= WHAT TO DO =
Transcribe every record beneath, precisely as written.

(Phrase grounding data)
Segment Open

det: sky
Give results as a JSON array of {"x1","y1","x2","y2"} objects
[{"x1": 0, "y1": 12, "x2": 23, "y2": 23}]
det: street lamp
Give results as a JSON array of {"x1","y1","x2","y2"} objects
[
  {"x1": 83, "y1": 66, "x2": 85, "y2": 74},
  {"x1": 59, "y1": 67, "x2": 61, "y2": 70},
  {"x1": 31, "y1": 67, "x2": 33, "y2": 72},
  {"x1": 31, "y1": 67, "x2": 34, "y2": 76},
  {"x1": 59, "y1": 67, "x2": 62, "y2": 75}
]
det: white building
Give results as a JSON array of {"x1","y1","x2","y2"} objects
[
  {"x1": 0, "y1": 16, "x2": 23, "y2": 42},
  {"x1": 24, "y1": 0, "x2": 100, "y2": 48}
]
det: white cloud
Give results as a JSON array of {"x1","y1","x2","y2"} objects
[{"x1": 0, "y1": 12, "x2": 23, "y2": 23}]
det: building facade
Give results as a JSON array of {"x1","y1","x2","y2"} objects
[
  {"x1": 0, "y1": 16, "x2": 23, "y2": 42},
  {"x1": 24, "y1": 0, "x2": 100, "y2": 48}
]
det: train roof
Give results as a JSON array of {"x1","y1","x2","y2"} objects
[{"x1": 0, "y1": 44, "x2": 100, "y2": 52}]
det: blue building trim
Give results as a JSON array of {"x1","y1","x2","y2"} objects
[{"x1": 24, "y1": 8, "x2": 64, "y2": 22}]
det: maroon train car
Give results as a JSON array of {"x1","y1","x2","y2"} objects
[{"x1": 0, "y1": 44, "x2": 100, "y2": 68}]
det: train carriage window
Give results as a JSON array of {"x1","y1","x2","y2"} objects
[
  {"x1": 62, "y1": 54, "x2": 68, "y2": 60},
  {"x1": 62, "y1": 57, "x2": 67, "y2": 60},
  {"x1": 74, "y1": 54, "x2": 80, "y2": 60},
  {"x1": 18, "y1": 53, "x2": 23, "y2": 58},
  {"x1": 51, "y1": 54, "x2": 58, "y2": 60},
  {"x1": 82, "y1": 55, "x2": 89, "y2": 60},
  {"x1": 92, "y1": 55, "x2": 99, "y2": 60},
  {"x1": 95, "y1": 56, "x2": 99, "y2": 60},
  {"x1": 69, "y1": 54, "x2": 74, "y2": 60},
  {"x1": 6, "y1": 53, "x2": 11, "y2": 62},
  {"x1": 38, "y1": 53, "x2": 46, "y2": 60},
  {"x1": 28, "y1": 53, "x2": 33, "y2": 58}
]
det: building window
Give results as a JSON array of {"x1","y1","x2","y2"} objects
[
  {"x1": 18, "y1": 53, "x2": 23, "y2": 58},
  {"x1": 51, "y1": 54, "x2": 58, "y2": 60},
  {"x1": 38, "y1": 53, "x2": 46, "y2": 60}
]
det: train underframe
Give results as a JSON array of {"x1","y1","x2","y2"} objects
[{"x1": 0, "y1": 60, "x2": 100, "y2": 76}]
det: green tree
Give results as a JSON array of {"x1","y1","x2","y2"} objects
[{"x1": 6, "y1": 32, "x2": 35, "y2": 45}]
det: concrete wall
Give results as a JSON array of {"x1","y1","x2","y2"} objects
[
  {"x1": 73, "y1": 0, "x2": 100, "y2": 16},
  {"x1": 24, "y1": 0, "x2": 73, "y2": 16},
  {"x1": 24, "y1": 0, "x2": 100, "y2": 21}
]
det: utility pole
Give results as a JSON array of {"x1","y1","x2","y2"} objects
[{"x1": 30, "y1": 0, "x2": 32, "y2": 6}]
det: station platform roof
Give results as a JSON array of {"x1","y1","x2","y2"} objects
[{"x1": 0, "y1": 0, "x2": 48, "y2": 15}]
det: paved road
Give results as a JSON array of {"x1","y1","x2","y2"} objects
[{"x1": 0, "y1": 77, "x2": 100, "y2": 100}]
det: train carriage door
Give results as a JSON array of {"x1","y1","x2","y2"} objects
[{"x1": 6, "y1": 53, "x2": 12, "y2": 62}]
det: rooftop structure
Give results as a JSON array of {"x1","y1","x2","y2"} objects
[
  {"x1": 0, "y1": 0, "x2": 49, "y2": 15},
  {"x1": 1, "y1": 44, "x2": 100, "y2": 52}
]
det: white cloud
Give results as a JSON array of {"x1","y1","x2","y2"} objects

Segment Closed

= OUTPUT FOR THIS EXERCISE =
det: sky
Give results as a JSON array of {"x1","y1","x2","y2"} objects
[{"x1": 0, "y1": 12, "x2": 23, "y2": 23}]
det: street lamp
Give results as a JSON array of {"x1","y1","x2","y2"} objects
[
  {"x1": 83, "y1": 66, "x2": 85, "y2": 74},
  {"x1": 59, "y1": 67, "x2": 61, "y2": 70},
  {"x1": 31, "y1": 67, "x2": 33, "y2": 72},
  {"x1": 31, "y1": 67, "x2": 34, "y2": 76},
  {"x1": 59, "y1": 67, "x2": 62, "y2": 75}
]
det: white building
Give results as a JSON array of {"x1","y1","x2","y2"} objects
[
  {"x1": 0, "y1": 16, "x2": 23, "y2": 42},
  {"x1": 24, "y1": 0, "x2": 100, "y2": 48}
]
det: white cloud
Give results as a JSON array of {"x1","y1","x2","y2"} objects
[{"x1": 0, "y1": 12, "x2": 23, "y2": 23}]
det: building facade
Give results as a JSON array of {"x1","y1","x2","y2"} objects
[
  {"x1": 0, "y1": 16, "x2": 23, "y2": 42},
  {"x1": 24, "y1": 0, "x2": 100, "y2": 48}
]
det: train roof
Give results as a JSON array of {"x1","y1","x2","y2"} objects
[{"x1": 0, "y1": 44, "x2": 100, "y2": 52}]
det: blue building trim
Give results as a JSON array of {"x1","y1","x2","y2"} objects
[{"x1": 24, "y1": 8, "x2": 64, "y2": 22}]
det: maroon train car
Give results as a JSON array of {"x1","y1","x2","y2"} objects
[{"x1": 0, "y1": 44, "x2": 100, "y2": 68}]
det: train carriage window
Give results as a JSON array of {"x1","y1","x2","y2"} objects
[
  {"x1": 62, "y1": 54, "x2": 68, "y2": 60},
  {"x1": 62, "y1": 57, "x2": 67, "y2": 60},
  {"x1": 74, "y1": 54, "x2": 80, "y2": 60},
  {"x1": 18, "y1": 53, "x2": 23, "y2": 58},
  {"x1": 51, "y1": 54, "x2": 58, "y2": 60},
  {"x1": 82, "y1": 55, "x2": 89, "y2": 60},
  {"x1": 92, "y1": 55, "x2": 99, "y2": 60},
  {"x1": 95, "y1": 56, "x2": 99, "y2": 60},
  {"x1": 69, "y1": 54, "x2": 74, "y2": 60},
  {"x1": 6, "y1": 53, "x2": 11, "y2": 62},
  {"x1": 38, "y1": 53, "x2": 46, "y2": 60},
  {"x1": 28, "y1": 53, "x2": 33, "y2": 58}
]
det: building window
Give results as a JSON array of {"x1","y1","x2","y2"} objects
[
  {"x1": 18, "y1": 53, "x2": 23, "y2": 58},
  {"x1": 51, "y1": 54, "x2": 58, "y2": 60},
  {"x1": 38, "y1": 53, "x2": 46, "y2": 60}
]
det: train underframe
Give results as a JSON array of {"x1","y1","x2","y2"} objects
[{"x1": 0, "y1": 60, "x2": 100, "y2": 76}]
det: green tree
Give results as a JSON array of {"x1","y1","x2","y2"} objects
[{"x1": 6, "y1": 32, "x2": 35, "y2": 45}]
det: concrete wall
Give results as a JSON array of {"x1","y1","x2","y2"} objects
[
  {"x1": 73, "y1": 0, "x2": 100, "y2": 16},
  {"x1": 24, "y1": 0, "x2": 73, "y2": 16},
  {"x1": 24, "y1": 0, "x2": 100, "y2": 21}
]
det: utility pole
Give results as a JSON array of {"x1","y1","x2","y2"} objects
[{"x1": 30, "y1": 0, "x2": 32, "y2": 6}]
det: station platform roof
Give results as a JSON array of {"x1","y1","x2","y2"} objects
[{"x1": 0, "y1": 0, "x2": 48, "y2": 15}]
det: paved road
Give results as a JSON array of {"x1","y1","x2","y2"} objects
[{"x1": 0, "y1": 77, "x2": 100, "y2": 100}]
det: train carriage door
Give results as a JSON array of {"x1","y1","x2","y2"} objects
[{"x1": 6, "y1": 53, "x2": 12, "y2": 62}]
det: rooftop structure
Give results as a JSON array of {"x1","y1","x2","y2"} objects
[
  {"x1": 0, "y1": 0, "x2": 49, "y2": 15},
  {"x1": 1, "y1": 44, "x2": 100, "y2": 52}
]
det: white cloud
Give results as a JSON array of {"x1","y1","x2","y2"} objects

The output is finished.